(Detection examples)
....
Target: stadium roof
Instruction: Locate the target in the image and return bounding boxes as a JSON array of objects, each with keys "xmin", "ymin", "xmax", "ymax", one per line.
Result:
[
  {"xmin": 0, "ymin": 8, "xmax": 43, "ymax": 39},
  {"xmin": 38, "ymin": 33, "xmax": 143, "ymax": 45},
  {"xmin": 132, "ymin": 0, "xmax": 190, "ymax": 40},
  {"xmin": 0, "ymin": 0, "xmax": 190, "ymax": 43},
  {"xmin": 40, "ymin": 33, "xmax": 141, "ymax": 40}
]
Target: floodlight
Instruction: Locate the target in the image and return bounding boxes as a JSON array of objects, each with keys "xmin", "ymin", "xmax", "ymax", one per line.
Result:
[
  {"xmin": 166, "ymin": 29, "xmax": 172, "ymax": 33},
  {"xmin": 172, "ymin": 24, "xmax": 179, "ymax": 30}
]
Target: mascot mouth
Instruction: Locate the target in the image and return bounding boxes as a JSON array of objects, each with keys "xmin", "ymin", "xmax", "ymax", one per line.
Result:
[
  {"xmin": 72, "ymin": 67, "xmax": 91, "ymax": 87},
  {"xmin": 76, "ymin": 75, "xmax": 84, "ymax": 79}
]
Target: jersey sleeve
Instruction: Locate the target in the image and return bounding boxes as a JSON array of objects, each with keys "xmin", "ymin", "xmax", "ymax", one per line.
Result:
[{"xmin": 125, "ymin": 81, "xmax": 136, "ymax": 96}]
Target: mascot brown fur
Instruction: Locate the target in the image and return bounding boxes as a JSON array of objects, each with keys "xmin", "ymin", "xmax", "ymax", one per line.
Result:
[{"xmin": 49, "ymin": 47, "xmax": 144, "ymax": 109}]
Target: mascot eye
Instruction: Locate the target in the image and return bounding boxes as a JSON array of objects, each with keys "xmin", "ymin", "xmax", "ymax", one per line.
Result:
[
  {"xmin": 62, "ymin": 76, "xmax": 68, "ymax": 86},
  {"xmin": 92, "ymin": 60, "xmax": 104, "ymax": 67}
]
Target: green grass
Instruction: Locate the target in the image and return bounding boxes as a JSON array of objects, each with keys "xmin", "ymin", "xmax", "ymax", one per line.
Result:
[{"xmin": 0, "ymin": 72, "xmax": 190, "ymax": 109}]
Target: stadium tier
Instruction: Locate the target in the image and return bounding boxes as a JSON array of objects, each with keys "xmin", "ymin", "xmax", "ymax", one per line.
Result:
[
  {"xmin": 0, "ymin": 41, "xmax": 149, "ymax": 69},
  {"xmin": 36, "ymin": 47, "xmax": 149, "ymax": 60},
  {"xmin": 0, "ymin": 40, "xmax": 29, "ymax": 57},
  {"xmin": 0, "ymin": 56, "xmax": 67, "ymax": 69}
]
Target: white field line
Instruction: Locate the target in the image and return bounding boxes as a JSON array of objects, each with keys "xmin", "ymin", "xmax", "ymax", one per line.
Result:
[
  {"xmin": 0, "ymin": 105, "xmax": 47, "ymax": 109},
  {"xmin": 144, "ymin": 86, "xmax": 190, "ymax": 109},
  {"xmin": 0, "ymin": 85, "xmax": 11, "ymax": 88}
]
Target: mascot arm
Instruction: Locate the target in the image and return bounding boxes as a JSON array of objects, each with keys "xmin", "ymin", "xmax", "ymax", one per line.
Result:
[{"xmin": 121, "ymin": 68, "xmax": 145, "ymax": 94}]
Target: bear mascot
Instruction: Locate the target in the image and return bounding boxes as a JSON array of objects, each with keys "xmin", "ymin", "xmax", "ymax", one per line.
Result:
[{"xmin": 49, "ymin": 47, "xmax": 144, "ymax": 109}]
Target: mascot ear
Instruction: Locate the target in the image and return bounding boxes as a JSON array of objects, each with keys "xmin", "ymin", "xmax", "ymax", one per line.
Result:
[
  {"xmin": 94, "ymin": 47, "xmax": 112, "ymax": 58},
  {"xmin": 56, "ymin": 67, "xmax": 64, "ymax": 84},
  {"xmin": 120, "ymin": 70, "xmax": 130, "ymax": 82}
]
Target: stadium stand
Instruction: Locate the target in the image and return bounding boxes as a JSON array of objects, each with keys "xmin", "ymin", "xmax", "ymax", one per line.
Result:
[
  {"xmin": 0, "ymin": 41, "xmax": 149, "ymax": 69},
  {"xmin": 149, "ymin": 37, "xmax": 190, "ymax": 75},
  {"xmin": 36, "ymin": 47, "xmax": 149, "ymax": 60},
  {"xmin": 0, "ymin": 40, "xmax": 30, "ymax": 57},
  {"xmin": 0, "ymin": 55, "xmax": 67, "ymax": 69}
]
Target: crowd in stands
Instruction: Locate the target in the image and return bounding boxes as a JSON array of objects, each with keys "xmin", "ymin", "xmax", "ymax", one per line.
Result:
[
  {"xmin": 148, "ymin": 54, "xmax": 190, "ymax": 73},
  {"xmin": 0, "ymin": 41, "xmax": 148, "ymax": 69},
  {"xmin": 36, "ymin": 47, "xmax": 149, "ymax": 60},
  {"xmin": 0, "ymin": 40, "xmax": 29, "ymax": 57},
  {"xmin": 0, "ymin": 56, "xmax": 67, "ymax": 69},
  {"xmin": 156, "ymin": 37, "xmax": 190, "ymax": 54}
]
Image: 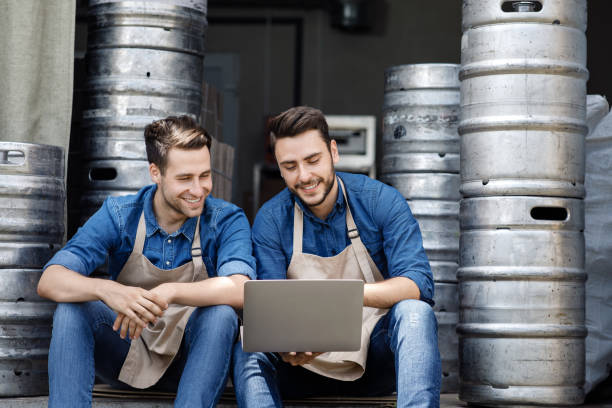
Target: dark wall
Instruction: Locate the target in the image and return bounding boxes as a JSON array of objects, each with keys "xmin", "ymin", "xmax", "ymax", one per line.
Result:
[
  {"xmin": 587, "ymin": 0, "xmax": 612, "ymax": 96},
  {"xmin": 204, "ymin": 0, "xmax": 461, "ymax": 209}
]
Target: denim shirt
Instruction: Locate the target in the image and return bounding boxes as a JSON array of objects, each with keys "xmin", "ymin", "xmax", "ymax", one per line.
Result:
[
  {"xmin": 45, "ymin": 184, "xmax": 255, "ymax": 279},
  {"xmin": 253, "ymin": 172, "xmax": 434, "ymax": 304}
]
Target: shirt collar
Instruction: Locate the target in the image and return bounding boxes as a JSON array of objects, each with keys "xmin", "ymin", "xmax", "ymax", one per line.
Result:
[
  {"xmin": 292, "ymin": 175, "xmax": 345, "ymax": 222},
  {"xmin": 144, "ymin": 186, "xmax": 197, "ymax": 242}
]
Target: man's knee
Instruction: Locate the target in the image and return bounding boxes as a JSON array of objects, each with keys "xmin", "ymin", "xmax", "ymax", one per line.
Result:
[
  {"xmin": 190, "ymin": 305, "xmax": 238, "ymax": 333},
  {"xmin": 390, "ymin": 299, "xmax": 437, "ymax": 329}
]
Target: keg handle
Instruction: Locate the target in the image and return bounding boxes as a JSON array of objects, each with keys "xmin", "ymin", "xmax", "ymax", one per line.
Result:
[
  {"xmin": 89, "ymin": 167, "xmax": 117, "ymax": 182},
  {"xmin": 0, "ymin": 147, "xmax": 26, "ymax": 168},
  {"xmin": 501, "ymin": 0, "xmax": 542, "ymax": 13},
  {"xmin": 529, "ymin": 206, "xmax": 570, "ymax": 222}
]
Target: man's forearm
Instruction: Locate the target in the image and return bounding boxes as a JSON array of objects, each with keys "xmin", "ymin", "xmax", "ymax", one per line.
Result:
[
  {"xmin": 363, "ymin": 276, "xmax": 421, "ymax": 309},
  {"xmin": 163, "ymin": 274, "xmax": 249, "ymax": 309},
  {"xmin": 37, "ymin": 265, "xmax": 116, "ymax": 302}
]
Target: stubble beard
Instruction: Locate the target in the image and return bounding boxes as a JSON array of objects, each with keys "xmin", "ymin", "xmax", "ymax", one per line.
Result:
[{"xmin": 293, "ymin": 170, "xmax": 336, "ymax": 207}]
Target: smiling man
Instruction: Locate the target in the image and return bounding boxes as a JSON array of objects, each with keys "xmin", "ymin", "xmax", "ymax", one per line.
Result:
[
  {"xmin": 38, "ymin": 116, "xmax": 255, "ymax": 407},
  {"xmin": 233, "ymin": 106, "xmax": 441, "ymax": 408}
]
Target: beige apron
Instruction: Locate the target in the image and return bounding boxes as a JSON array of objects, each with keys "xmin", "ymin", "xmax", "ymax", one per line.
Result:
[
  {"xmin": 117, "ymin": 213, "xmax": 208, "ymax": 388},
  {"xmin": 287, "ymin": 177, "xmax": 388, "ymax": 381}
]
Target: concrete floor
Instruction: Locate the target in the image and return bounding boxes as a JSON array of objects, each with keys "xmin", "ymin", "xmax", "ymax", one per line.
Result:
[{"xmin": 0, "ymin": 394, "xmax": 612, "ymax": 408}]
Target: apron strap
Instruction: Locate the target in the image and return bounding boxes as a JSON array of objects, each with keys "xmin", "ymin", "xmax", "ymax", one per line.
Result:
[
  {"xmin": 132, "ymin": 211, "xmax": 204, "ymax": 274},
  {"xmin": 338, "ymin": 177, "xmax": 376, "ymax": 283},
  {"xmin": 191, "ymin": 216, "xmax": 204, "ymax": 277},
  {"xmin": 293, "ymin": 202, "xmax": 304, "ymax": 255},
  {"xmin": 293, "ymin": 177, "xmax": 376, "ymax": 283},
  {"xmin": 132, "ymin": 211, "xmax": 147, "ymax": 255}
]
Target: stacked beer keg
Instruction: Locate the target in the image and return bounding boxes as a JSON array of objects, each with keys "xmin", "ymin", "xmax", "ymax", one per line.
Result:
[
  {"xmin": 0, "ymin": 142, "xmax": 65, "ymax": 397},
  {"xmin": 80, "ymin": 0, "xmax": 207, "ymax": 219},
  {"xmin": 381, "ymin": 64, "xmax": 460, "ymax": 392},
  {"xmin": 457, "ymin": 0, "xmax": 588, "ymax": 406}
]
....
▸ **Exercise details**: Reproduce the lines of the records starting at the one containing "Target: stacked beer keg" and continuing through the end of the records, both ends included.

▸ **Full output**:
Target: stacked beer keg
Instruction: Locate the target in the image and return bounding boxes as a JSON array of objects, each with keys "xmin", "ymin", "xmax", "ymax", one per line.
Result:
[
  {"xmin": 0, "ymin": 142, "xmax": 65, "ymax": 397},
  {"xmin": 80, "ymin": 0, "xmax": 207, "ymax": 219},
  {"xmin": 381, "ymin": 64, "xmax": 460, "ymax": 392},
  {"xmin": 457, "ymin": 0, "xmax": 588, "ymax": 406}
]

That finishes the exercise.